The task:
Gather every line below that contains the word "dirt", and copy each one in full. Case counts.

Exercise data:

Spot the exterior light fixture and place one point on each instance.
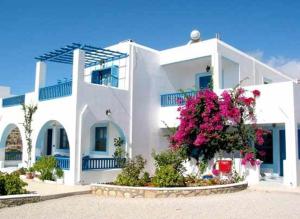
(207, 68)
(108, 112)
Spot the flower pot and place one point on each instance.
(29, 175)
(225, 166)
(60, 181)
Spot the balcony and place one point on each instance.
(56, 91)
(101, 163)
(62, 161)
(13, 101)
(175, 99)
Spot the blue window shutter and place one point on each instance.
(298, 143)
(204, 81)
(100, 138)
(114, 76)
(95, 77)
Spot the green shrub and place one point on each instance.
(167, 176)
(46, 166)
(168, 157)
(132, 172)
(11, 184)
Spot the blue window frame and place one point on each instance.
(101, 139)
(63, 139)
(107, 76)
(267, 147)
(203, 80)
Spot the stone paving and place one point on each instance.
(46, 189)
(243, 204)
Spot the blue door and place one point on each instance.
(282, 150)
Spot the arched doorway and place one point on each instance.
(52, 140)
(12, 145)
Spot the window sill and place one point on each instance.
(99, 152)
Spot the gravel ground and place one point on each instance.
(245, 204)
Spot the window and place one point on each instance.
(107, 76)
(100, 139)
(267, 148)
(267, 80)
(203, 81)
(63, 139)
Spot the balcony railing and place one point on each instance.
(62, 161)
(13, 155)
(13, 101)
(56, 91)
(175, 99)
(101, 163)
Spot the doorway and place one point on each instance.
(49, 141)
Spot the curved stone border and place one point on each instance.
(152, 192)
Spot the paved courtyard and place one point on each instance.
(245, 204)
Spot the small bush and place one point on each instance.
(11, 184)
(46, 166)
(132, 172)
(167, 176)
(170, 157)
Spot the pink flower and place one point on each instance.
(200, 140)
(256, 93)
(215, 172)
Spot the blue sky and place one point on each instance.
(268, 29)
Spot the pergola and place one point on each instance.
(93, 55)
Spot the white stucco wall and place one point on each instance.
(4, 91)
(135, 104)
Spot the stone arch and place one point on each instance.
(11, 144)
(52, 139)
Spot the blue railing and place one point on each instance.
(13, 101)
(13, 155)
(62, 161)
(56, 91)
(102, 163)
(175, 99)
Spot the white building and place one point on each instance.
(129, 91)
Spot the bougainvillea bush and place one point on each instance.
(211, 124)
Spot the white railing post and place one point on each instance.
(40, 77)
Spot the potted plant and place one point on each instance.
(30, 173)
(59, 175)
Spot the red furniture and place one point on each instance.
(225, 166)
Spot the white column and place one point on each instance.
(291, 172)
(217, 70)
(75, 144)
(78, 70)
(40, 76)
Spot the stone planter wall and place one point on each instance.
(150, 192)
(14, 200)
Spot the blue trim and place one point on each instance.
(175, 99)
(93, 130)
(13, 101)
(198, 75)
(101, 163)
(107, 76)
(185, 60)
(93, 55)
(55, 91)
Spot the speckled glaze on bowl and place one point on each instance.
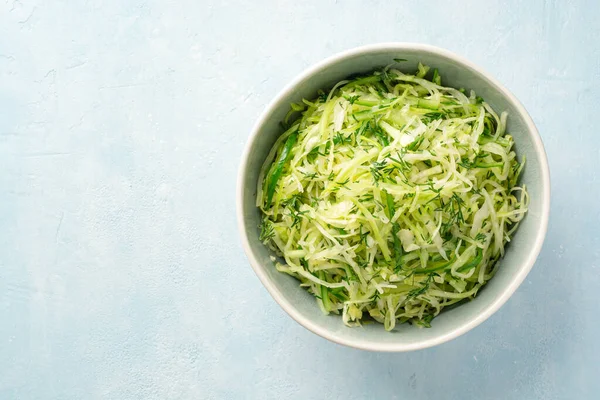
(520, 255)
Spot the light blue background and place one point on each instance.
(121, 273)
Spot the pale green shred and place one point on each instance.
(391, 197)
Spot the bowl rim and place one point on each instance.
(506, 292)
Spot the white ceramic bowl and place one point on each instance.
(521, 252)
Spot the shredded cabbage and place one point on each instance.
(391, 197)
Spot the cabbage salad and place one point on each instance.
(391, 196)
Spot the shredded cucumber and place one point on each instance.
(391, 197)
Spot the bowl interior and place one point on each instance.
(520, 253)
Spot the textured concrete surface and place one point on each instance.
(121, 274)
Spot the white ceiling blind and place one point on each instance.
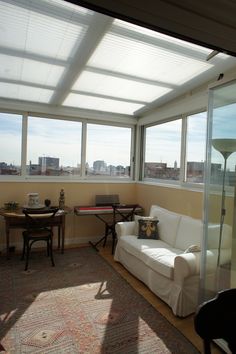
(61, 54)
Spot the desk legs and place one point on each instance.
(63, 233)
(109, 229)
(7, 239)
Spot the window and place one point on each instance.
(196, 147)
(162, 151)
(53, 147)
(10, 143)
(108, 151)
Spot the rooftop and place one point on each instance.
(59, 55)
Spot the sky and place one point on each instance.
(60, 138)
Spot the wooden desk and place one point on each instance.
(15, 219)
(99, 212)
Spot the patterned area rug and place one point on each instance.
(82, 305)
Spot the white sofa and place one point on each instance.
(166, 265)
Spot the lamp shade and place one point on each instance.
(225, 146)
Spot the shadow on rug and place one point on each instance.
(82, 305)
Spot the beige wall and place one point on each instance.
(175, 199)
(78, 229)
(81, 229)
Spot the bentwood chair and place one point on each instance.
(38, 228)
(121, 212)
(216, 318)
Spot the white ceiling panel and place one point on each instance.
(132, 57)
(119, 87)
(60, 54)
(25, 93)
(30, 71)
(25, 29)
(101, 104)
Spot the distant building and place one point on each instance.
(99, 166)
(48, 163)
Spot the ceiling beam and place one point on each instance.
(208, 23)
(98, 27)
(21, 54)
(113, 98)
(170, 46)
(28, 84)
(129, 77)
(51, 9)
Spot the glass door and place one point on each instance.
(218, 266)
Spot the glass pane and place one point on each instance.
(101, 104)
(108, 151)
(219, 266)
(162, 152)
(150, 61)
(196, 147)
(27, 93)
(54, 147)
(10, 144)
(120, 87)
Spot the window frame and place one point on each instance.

...

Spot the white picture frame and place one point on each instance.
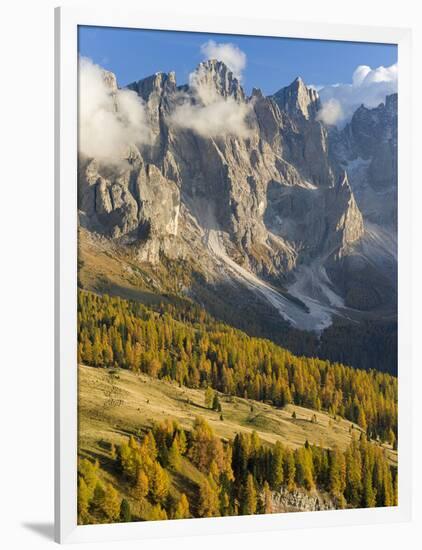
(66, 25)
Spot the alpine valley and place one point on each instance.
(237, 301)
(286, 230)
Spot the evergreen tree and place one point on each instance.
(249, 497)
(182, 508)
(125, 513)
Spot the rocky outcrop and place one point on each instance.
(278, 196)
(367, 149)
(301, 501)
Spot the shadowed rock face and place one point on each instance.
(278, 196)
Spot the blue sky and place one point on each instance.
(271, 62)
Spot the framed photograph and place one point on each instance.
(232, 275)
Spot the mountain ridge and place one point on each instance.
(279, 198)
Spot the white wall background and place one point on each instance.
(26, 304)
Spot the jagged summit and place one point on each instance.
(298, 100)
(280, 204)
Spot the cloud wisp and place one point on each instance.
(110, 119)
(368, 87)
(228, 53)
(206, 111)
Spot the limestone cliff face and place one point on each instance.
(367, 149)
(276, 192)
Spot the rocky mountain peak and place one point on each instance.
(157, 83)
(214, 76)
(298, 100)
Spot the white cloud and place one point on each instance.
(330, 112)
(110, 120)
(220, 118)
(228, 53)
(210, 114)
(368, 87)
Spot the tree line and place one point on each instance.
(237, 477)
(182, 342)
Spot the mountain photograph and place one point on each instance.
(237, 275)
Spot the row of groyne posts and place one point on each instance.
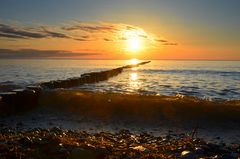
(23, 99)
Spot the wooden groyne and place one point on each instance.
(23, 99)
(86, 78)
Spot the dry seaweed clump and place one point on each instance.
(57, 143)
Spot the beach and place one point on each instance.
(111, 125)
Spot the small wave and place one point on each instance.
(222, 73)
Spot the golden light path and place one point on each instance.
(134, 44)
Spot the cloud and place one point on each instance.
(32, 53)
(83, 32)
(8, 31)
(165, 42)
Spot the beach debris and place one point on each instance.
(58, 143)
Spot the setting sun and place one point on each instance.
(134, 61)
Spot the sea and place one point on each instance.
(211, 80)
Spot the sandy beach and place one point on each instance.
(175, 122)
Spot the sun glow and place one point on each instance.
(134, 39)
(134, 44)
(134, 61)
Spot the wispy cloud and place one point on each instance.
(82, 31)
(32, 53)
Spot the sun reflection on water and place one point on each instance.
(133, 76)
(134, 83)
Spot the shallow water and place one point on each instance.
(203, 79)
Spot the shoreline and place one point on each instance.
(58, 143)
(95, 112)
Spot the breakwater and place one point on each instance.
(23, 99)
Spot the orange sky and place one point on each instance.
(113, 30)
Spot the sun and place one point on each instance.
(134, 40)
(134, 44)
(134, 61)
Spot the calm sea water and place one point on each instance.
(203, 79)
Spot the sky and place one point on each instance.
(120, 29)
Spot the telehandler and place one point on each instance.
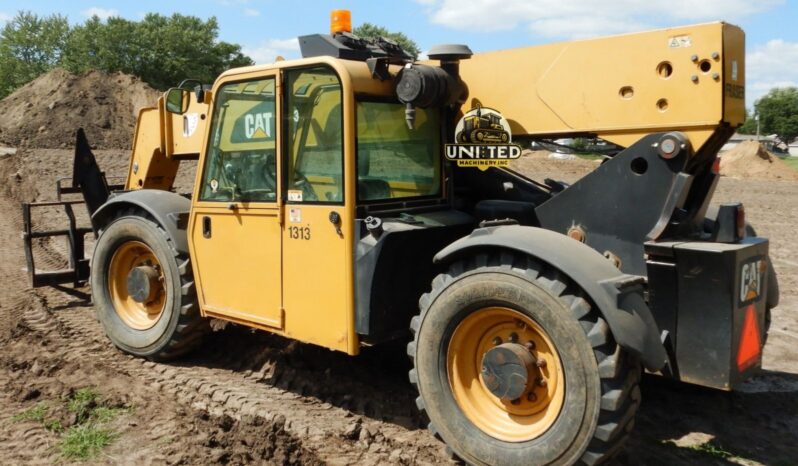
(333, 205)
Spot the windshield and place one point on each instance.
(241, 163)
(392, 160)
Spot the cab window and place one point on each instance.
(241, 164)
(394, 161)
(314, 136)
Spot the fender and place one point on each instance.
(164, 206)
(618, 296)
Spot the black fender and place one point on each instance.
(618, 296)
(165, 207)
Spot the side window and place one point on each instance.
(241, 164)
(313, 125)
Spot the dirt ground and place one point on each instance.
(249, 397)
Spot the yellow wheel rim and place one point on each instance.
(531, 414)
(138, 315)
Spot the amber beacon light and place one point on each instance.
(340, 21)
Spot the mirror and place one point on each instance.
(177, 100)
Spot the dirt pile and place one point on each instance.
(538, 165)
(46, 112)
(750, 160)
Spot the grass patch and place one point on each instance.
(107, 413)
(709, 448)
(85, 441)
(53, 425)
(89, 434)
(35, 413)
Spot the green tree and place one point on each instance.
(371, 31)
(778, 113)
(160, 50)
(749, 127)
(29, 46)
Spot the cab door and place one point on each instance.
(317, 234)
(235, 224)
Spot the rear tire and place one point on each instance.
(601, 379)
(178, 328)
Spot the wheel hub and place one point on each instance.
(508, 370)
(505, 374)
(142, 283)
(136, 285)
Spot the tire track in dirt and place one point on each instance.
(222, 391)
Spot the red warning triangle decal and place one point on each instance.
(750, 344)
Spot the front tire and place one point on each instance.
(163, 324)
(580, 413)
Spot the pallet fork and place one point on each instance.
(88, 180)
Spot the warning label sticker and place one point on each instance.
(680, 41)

---

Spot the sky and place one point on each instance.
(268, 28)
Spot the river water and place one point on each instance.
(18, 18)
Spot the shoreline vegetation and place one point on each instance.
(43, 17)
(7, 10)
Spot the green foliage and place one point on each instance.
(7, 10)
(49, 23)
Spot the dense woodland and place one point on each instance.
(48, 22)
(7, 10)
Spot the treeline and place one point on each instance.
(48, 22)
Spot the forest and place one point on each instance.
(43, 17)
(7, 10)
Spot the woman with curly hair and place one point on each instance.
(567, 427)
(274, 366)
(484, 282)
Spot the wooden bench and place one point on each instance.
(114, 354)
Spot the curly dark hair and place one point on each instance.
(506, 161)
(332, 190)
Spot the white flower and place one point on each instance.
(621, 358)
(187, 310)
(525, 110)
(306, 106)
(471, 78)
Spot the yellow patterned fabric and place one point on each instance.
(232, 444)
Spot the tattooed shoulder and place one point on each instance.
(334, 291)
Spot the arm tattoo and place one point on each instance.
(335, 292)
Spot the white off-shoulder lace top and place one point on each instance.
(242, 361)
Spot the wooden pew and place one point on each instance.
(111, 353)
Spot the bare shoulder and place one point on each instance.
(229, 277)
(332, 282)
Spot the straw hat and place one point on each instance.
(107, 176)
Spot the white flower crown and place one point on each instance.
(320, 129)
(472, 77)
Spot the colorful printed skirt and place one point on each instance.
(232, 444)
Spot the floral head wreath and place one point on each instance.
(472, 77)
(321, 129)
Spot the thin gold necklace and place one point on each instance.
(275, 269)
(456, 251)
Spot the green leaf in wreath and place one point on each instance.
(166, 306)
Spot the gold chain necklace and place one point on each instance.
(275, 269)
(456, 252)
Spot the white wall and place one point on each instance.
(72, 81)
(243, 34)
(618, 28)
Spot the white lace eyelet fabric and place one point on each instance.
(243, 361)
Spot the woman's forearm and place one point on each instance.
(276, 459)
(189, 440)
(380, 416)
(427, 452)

Expected answer:
Spot the dirt ground and place one point on each instance.
Spot the dirt pile and place one point on each instance.
Spot the tire track in dirt and place one point on each instance.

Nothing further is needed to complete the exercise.